**Your objective**
Write out each entry again. Keep every word exactly as it is.

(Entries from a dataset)
· · · · ·

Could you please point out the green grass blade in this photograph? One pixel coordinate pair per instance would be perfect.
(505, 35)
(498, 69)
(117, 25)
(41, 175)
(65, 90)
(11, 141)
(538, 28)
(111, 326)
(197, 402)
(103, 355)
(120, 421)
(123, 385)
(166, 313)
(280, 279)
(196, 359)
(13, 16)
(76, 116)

· · · · ·

**Full solution**
Could you please point out the green grass blade in this photograph? One pixel coordinate pair per instance would be perfect.
(505, 35)
(498, 69)
(117, 25)
(41, 175)
(65, 90)
(11, 141)
(538, 28)
(111, 326)
(197, 402)
(103, 355)
(120, 421)
(123, 385)
(166, 313)
(280, 279)
(196, 359)
(13, 16)
(76, 116)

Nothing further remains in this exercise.